Время летит. Не успеете вы оглянуться, и живые люди уже перешли в царство теней. Летит оно в последние годы с такой же предательской быстротой, как для тех, кто должен высиживать месяцы и годы в одной комнате, а с ним стушевывается в памяти множество фактов, штрихов, красок, из которых можно создать нечто, или — по меньшей мере — восстановить.
Давно ли умер И. А. Гончаров? Настолько давно, что в нашей печати могло бы появиться немало воспоминаний о нем. Их что-то не видно. Не потому ли, что покойный незадолго до смерти так тревожно отнесся к возможности злоупотребить его памятью печатанием его писем? Этот запрет тяготеет над всеми, у кого в руках есть такие письменные документы. Недавно сделано было даже заявление одним писателем: как разрешить этот вопрос совести и следует ли буквально исполнять запрет покойного романиста?

Исходные данные:
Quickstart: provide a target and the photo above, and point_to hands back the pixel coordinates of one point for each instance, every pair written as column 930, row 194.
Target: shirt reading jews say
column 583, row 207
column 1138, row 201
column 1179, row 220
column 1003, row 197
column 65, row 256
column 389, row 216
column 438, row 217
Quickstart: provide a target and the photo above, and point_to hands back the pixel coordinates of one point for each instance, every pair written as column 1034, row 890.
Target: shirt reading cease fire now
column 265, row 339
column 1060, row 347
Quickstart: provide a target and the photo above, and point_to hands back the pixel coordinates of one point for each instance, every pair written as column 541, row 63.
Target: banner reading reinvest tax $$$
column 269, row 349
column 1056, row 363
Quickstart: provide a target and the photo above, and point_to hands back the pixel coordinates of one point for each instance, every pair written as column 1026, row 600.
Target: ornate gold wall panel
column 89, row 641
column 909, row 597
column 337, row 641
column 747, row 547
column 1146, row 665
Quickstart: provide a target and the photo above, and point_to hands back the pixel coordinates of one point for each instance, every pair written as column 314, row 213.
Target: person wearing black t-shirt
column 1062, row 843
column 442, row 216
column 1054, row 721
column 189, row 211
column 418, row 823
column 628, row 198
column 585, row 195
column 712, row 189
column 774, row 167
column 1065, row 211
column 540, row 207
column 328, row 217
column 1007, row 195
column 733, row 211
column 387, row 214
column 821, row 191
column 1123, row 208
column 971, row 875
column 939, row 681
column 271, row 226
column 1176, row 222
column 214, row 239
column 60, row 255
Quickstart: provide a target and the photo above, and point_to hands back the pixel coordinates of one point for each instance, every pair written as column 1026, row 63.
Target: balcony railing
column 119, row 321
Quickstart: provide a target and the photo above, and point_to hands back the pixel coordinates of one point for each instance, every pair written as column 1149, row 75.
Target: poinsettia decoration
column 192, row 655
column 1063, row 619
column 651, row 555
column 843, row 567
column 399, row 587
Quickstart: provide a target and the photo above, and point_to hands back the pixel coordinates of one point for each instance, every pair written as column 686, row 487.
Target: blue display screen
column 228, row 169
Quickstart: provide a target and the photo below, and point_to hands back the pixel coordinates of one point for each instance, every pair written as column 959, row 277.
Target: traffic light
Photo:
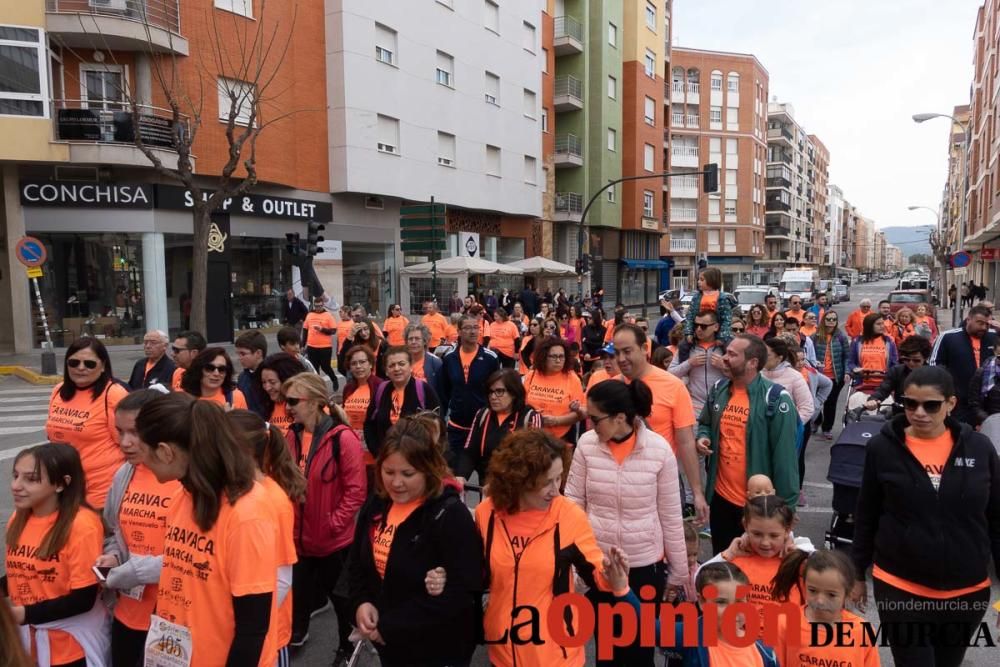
column 710, row 179
column 313, row 239
column 293, row 246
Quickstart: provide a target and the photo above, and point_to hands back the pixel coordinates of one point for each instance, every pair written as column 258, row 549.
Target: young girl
column 768, row 522
column 284, row 484
column 217, row 586
column 826, row 577
column 53, row 540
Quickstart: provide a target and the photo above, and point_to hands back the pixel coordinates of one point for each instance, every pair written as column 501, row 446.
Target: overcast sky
column 855, row 71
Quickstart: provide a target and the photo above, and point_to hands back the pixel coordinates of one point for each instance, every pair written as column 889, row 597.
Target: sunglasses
column 930, row 407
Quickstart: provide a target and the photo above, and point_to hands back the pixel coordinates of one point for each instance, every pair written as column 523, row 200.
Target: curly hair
column 521, row 460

Условие задания: О каком умершем писателе, судя по фрагменту текста, в печати пока не видно воспоминаний? Для ответа берите только фрагмент текста, строки не нужны.

Ваше решение: Об И. А. Гончарове.